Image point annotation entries
------------------------------------------------------------

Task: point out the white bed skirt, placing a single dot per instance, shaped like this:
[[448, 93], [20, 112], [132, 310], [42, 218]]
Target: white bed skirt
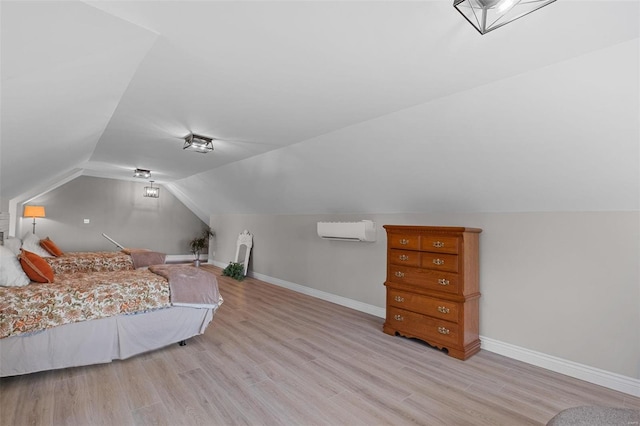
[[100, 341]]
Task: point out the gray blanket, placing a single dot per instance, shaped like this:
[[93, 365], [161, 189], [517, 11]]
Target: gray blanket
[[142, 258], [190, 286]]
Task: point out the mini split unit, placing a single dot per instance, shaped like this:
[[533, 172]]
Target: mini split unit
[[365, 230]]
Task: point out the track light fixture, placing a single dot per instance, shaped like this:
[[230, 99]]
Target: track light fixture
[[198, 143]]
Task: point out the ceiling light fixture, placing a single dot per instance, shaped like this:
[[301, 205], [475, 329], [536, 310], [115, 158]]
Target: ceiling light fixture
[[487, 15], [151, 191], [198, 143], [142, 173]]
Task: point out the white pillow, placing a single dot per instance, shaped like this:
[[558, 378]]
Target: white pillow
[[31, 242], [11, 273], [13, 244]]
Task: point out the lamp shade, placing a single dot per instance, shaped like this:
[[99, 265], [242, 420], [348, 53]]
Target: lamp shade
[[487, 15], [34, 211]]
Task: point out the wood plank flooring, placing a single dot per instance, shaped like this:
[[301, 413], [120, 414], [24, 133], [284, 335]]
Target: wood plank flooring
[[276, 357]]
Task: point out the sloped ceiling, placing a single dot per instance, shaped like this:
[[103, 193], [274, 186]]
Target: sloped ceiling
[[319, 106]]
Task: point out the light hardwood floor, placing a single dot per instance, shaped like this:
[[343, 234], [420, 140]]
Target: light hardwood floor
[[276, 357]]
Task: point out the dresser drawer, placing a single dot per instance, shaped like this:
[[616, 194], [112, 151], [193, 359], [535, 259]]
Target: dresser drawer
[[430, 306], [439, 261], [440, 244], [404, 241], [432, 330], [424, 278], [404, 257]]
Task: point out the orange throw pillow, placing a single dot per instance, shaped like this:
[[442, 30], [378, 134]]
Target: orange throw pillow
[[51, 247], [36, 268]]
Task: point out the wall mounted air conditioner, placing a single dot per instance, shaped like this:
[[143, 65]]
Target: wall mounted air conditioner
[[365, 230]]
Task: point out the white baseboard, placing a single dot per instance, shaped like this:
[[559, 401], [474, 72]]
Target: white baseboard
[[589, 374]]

------------------------------------------------------------

Written instruction — Beginning at the line that contains "Task: point out the orange", retype each line of the listing up to and including the last one, exactly as it stands, and nothing else.

Solution —
Task: point out the orange throw pillow, placing a single dot per instance, shaped like this:
[[442, 30], [378, 134]]
Target: orange throw pillow
[[51, 247], [36, 268]]
Task: point out the wall mounted air conditioner, placing a single dot per instance, shaped like this:
[[143, 65]]
Target: wall mounted air conditioner
[[365, 230]]
Task: point out the white baseboard, placing a single dot per instance, shaped like this:
[[559, 401], [474, 72]]
Target: white baseboard
[[589, 374]]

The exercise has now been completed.